### [GOAL A]
Show each line of the records that contains the word "dark".
[START SELECTED TEXT]
# Let me get this right!? Sable question



## CertainlySpoiled (Dec 2, 2007)

Sable I know has to do with coloring, so...When I rub Emmas fur up it appears to be half light near the roots and black at the end, but when her fur is brushed correctly she looks total black on her back, so doe that make her sable? I'm so sorry for all the sable questions, I'm just trying to make sure she's sable or something else!


----------



## shepherdbydesign (Mar 7, 2007)

If you look at the pictures that I just posted of Fantom and Spirit. They are sables. Fantom is a black sable and Spirit is kind A cross between Ghost and Cira. Hope this helps


----------



## CertainlySpoiled (Dec 2, 2007)

Thanks chuck!


----------



## CertainlySpoiled (Dec 2, 2007)

This is Emma about a month ago, don't know if you can really tell though!?!? If she would be considered Sable or not??


----------



## Brightelf (Sep 5, 2001)

Blanket black-and-tan, with some paling of undercoat? What a beautiful girl she is, too!!


----------



## CertainlySpoiled (Dec 2, 2007)

Thanks Patti...funny thing is, is that she knows how pretty she is, and loves to flaunt it!! lol, got to love those personalities!


----------



## mastercabman (Jun 11, 2007)

i think she is more like black and tan. not sable.


----------



## Liesje (Mar 4, 2007)

I would call that a blanket black and tan. "Blanket" meaning there is more coverage of black than just the nose and the saddle, but not enough to be a true bi-color.


----------



## Chris Wild (Dec 14, 2001)

Yes, she is a blanket black and tan. Not a sable.


----------



## CertainlySpoiled (Dec 2, 2007)

Thanks everyone....I'm just wondering how much of that black is going to fade away as she gets bigger? Like I mentioned above, when her fur is rubbed up, there is a lot of white/tan below all that black, will that eventually come through? Not that it matters, I'm going to love her and accept any color she may be, and to me she will always be beautiful.


----------



## lhczth (Apr 5, 2000)

How old is she?


----------



## Fodder (Oct 21, 2007)

> Originally Posted By: Jenniferky Like I mentioned above, when her fur is rubbed up, there is a lot of white/tan below all that black, will that eventually come through?


the light hairs you're seeing is her undercoat. (unless you actually pluck a black hair and the root of that same hair is light.) on a sable dog its the individual hairs that are dark at the tips.

my female is a bi color (90% black) but when i run her fur in the opposite direction, or when i brush her, her undercoat is shorter and lighter hairs.

i took this photo at night and the flash reveals what i'm talking about. generally she appears black, but in this photo you can see around her neck, behind the ears and across her shoulders where the hairs are light.










by the way, her color did not set until she was 1yr. but minimal changes (that only i'd notice) after 10months.


----------



## CertainlySpoiled (Dec 2, 2007)

> Originally Posted By: lhczthHow old is she?


She will be a whole 10 months on May 11th


----------



## Fodder (Oct 21, 2007)

> Originally Posted By: Jenniferky
> 
> 
> > Originally Posted By: lhczthHow old is she?
> ...


then her color is pretty much set. ive heard that sables can change up until two... but all the other varieties pretty much stay the same from this point on. you'll notice a slight variation tho around the time she blows her coat. my girl (pictured above) if VERY black just after shedding, and as you see her during other times (that photo was taken last winter)


----------



## VKristallaugen4 (Oct 5, 2005)

Definitely black/tan, and a lovely girl too


----------
[END SELECTED TEXT]
### [GOAL B]
From the dog coat color thread above, list the usernames of members who posted only once.
[START INPUT FOR THIS TASK]
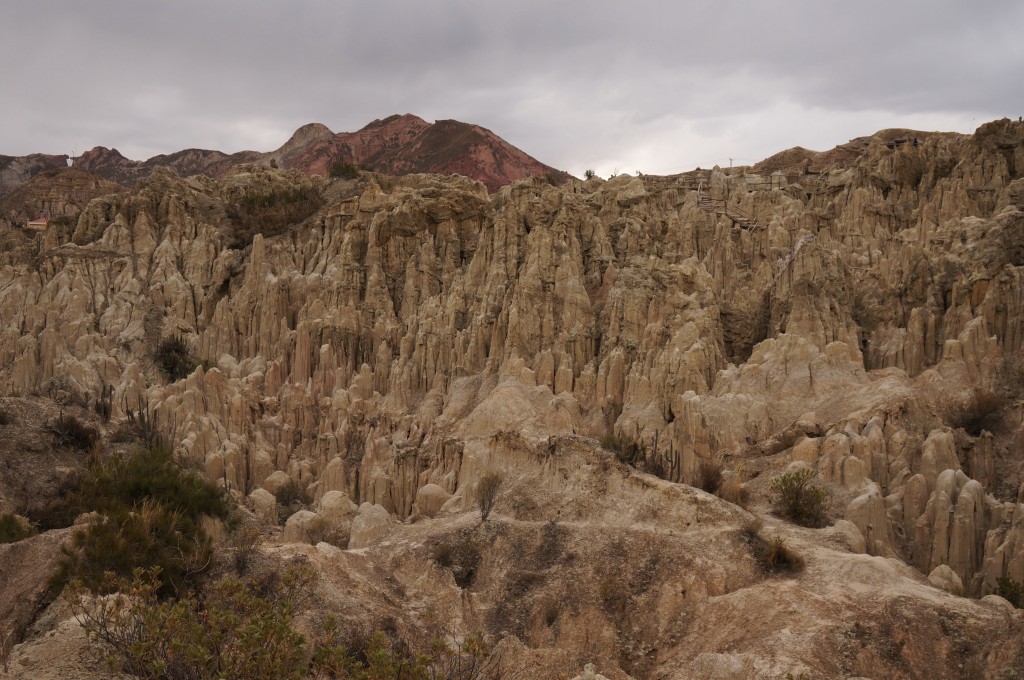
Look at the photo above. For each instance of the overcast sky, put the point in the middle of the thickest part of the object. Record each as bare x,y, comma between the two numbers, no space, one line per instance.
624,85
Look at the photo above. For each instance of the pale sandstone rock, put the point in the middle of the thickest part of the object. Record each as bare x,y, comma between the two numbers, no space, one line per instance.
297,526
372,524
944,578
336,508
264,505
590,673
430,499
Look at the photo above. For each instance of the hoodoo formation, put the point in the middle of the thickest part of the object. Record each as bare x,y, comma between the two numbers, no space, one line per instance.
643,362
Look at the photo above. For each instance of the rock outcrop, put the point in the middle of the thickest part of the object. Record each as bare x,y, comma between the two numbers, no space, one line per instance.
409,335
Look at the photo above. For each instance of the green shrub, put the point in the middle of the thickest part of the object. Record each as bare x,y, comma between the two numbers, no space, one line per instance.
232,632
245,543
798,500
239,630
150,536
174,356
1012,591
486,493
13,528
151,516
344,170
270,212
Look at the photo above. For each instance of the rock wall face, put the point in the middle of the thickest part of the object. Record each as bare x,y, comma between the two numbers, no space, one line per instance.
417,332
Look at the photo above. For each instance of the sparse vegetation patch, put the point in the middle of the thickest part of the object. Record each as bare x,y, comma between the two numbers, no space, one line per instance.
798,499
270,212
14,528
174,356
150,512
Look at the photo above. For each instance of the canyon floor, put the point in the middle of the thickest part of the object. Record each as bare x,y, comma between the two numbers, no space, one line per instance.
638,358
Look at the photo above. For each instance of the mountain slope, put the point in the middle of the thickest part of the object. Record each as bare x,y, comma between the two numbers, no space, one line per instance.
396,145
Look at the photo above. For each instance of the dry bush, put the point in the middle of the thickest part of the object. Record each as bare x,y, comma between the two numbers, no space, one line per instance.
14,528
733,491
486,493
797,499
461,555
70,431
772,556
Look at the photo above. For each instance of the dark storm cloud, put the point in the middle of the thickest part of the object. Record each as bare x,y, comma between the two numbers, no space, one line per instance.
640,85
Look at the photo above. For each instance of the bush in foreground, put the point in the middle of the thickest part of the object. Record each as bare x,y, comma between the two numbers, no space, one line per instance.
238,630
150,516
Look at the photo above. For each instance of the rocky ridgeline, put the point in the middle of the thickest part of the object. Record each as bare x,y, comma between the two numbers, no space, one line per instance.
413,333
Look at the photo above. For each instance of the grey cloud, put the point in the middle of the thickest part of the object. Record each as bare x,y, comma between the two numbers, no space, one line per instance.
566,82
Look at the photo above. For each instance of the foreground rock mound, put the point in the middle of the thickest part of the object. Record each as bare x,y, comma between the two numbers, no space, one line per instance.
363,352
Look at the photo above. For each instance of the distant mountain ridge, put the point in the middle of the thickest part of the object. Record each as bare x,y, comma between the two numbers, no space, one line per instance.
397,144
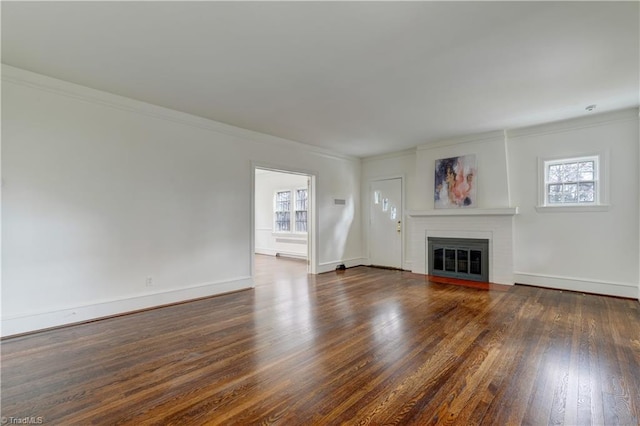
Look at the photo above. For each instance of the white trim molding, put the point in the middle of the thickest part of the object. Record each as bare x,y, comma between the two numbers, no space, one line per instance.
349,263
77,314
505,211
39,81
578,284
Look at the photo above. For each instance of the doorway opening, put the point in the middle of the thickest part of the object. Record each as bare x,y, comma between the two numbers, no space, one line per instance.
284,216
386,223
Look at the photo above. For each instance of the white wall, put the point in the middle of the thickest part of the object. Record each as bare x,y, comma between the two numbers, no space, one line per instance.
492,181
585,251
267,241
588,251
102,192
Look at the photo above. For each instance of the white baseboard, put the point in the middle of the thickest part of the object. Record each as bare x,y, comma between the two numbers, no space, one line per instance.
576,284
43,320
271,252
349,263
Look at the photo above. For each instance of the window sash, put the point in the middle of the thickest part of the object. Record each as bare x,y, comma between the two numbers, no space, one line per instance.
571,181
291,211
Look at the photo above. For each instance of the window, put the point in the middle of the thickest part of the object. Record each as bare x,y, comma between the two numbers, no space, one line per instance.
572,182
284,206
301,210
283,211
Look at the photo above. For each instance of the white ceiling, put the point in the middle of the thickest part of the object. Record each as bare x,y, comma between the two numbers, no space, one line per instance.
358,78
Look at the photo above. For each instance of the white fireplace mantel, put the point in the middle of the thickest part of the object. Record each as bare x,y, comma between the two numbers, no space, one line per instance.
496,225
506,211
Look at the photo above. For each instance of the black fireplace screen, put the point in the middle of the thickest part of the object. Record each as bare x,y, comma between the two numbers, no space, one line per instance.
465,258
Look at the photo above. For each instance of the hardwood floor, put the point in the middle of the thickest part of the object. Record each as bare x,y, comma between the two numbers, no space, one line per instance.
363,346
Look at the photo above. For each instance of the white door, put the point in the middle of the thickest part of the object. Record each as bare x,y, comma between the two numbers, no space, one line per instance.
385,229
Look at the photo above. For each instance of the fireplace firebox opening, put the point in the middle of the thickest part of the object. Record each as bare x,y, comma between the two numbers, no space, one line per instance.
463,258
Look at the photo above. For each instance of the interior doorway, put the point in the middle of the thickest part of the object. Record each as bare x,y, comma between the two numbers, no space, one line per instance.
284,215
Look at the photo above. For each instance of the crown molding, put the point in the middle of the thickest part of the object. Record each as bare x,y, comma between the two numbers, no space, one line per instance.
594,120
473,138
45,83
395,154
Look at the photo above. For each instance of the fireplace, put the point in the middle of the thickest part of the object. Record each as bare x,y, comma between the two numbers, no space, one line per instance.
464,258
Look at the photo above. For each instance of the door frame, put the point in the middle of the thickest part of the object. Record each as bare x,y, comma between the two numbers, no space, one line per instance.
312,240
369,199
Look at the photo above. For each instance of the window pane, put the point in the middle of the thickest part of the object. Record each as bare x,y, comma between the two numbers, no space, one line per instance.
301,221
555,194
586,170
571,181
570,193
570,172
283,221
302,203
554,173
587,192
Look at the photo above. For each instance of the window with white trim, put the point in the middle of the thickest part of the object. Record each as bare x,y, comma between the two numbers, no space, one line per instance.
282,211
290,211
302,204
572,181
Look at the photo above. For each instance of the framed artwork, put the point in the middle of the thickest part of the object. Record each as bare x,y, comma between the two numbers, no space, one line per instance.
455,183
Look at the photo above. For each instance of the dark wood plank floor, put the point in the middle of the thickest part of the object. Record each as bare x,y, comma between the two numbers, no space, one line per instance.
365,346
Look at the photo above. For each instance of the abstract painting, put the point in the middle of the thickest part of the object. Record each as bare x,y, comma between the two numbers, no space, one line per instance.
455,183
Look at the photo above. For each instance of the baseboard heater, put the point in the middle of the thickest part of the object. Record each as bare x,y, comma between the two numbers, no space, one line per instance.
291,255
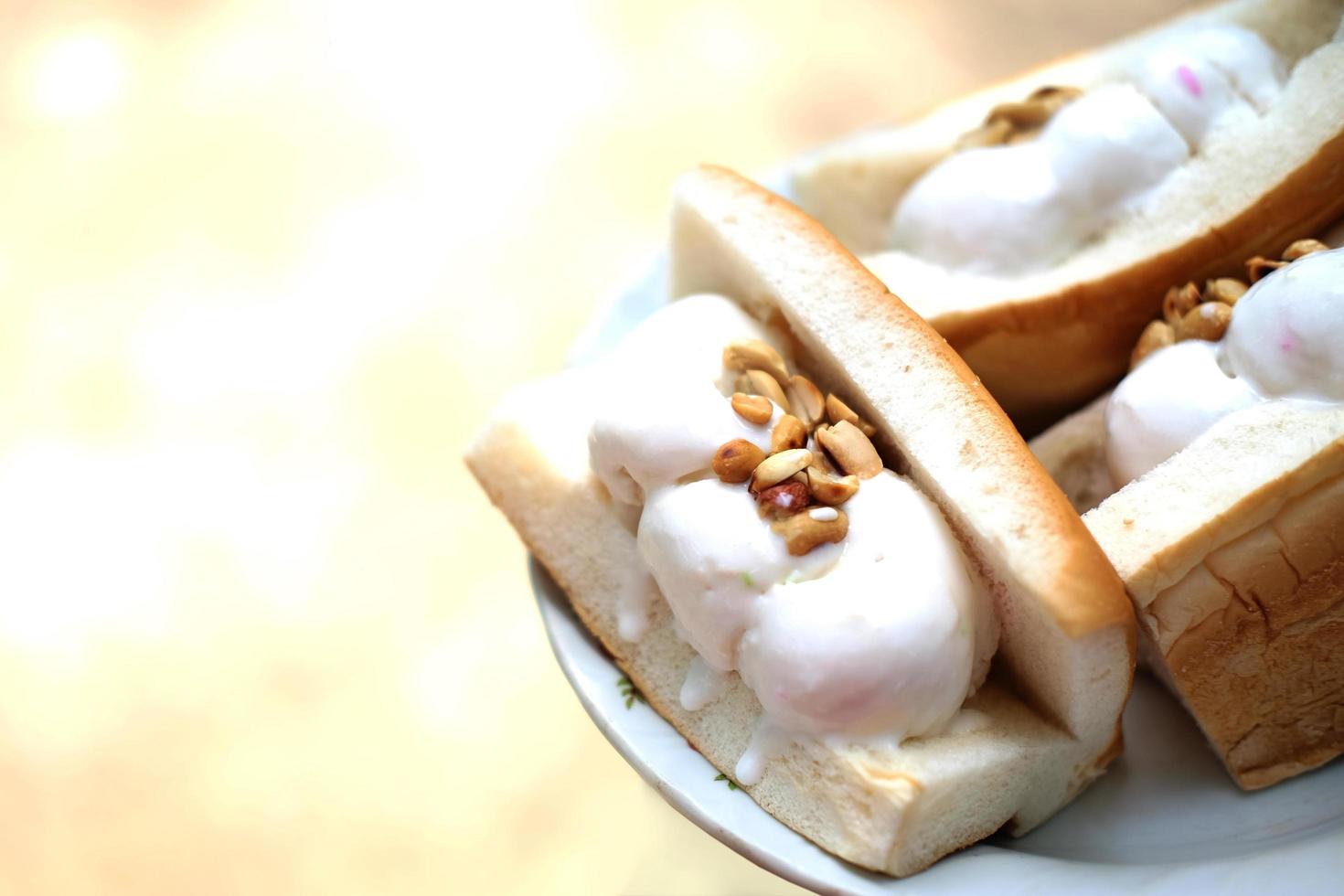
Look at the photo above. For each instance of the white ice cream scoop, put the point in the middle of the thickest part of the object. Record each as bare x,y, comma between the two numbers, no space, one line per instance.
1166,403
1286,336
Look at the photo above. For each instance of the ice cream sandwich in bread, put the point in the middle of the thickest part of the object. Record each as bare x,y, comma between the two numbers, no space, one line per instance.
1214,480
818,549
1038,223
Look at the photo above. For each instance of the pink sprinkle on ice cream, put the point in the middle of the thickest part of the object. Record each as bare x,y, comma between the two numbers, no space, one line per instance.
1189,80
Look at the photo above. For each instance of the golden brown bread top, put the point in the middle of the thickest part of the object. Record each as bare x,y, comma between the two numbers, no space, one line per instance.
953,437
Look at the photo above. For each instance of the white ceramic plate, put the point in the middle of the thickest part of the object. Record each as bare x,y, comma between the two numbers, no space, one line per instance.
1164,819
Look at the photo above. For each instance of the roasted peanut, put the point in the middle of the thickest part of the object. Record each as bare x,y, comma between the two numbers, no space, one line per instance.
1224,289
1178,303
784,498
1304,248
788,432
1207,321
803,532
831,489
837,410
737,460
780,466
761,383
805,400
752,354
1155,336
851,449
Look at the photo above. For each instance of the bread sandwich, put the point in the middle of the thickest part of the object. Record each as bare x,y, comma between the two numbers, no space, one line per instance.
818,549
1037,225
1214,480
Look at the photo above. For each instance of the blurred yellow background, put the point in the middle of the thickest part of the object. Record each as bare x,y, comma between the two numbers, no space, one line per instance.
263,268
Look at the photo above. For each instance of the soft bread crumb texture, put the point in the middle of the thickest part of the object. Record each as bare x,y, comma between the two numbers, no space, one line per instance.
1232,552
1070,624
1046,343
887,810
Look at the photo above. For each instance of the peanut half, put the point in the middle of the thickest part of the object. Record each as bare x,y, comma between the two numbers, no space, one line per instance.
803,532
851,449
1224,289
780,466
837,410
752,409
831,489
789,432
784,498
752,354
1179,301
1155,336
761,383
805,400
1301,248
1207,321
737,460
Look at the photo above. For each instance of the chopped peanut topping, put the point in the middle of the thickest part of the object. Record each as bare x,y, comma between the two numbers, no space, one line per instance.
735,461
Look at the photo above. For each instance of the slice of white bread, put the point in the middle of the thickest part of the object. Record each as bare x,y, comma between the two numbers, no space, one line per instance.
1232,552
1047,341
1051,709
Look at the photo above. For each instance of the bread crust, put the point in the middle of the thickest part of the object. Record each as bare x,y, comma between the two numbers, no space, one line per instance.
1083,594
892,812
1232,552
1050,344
[END INPUT FOR THIS TASK]
### [EXERCISE RESPONSE A]
Look at the photo above. For each instance of the dark storm cloud, put the point in the middle of the thickest part of the object. Record each as bare x,y, comma between the two numbers, no space, one line per instance.
Look at the photo above. For each instance of the dark wood plank floor, put the point in the middle of the thickest part of the object. Record each as bare x,y, comma between the two numbers, no space, one line per instance.

### [EXERCISE RESPONSE B]
shepherdbydesign
Brightelf
mastercabman
Liesje
Chris Wild
lhczth
VKristallaugen4